*** Information provided Section Begins ***
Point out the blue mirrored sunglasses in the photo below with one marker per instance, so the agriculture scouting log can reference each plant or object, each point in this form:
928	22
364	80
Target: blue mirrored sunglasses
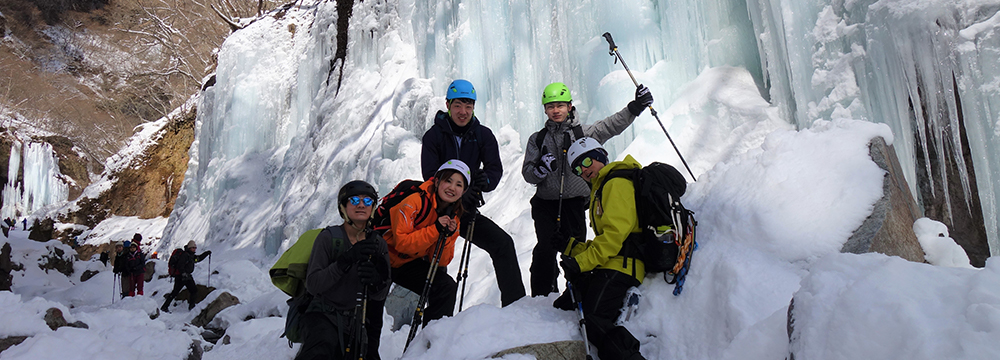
356	200
587	162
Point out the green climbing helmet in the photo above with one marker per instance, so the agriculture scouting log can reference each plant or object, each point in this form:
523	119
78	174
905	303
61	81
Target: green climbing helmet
556	92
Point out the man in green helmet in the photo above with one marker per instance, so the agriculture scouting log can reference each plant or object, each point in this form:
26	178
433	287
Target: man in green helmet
558	207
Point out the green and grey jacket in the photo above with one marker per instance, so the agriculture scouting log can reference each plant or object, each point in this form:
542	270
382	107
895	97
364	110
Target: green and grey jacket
334	289
548	187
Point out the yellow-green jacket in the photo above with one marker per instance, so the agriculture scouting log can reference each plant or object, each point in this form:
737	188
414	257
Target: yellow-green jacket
613	218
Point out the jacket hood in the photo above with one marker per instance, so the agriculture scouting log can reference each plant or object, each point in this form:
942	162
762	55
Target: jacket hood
556	128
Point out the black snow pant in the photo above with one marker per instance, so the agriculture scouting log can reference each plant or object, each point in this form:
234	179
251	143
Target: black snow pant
490	237
324	340
180	282
440	298
603	294
544	269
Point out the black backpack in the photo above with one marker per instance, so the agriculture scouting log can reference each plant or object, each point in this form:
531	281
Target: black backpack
382	222
668	235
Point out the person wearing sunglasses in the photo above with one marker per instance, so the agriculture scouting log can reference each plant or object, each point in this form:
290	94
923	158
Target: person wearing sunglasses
458	134
347	261
602	270
558	206
412	246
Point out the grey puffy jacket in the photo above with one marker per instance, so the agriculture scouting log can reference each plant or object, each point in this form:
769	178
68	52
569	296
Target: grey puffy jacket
548	187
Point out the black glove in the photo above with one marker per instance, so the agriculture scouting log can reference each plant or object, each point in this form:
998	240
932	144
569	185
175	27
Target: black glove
571	269
368	274
479	181
443	229
643	99
544	165
351	256
476	197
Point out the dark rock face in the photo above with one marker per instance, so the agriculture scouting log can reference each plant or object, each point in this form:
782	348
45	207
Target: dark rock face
42	230
87	274
224	301
940	169
889	229
6	343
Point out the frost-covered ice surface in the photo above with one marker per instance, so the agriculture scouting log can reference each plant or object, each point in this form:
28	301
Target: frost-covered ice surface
774	204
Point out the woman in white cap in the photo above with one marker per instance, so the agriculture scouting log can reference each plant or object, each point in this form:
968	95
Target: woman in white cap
412	241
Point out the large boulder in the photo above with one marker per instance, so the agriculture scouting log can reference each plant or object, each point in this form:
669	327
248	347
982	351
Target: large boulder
57	260
54	319
889	228
220	303
400	304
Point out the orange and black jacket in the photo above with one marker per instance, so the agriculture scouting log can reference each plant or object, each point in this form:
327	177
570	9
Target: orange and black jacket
408	240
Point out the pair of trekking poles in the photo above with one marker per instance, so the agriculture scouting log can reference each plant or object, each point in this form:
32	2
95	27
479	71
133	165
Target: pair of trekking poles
463	266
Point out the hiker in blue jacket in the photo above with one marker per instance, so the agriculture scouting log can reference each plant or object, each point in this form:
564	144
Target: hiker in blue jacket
458	134
184	264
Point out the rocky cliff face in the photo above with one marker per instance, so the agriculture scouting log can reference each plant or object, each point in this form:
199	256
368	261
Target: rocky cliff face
148	187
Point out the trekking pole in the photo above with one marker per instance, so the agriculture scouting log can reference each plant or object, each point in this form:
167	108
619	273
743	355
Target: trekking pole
466	253
359	342
583	323
209	270
418	313
614	52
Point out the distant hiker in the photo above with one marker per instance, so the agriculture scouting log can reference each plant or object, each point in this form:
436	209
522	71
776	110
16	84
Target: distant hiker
458	134
135	268
183	263
599	272
412	246
118	260
558	207
345	277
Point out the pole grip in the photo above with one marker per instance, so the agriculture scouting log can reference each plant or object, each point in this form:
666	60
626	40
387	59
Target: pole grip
611	42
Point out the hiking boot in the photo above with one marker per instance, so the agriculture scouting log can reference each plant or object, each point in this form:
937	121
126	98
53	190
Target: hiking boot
564	302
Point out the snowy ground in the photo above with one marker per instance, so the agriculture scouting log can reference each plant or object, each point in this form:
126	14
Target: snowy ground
774	207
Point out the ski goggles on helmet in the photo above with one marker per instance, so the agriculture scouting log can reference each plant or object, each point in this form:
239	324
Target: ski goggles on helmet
357	200
578	169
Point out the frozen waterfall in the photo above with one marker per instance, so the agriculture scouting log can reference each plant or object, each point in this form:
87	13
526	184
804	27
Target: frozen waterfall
924	68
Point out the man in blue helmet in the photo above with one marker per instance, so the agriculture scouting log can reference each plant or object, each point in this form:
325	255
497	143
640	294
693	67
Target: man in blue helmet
458	134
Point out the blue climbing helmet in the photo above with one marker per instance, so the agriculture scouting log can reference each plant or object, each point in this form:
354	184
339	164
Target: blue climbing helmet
461	89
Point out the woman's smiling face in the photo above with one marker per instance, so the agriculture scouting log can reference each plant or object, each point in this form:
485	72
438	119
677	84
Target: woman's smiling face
*** Information provided Section Ends ***
▸ **Exercise objective**: Identify the lines in the entries that hold "smiling" and return each one.

▸ **Answer to the problem**:
Point out the woman's smiling face in the photo above with one marker per instance, so the agriculture scouting log can reference each plant or object, each point in this form:
Target: woman's smiling face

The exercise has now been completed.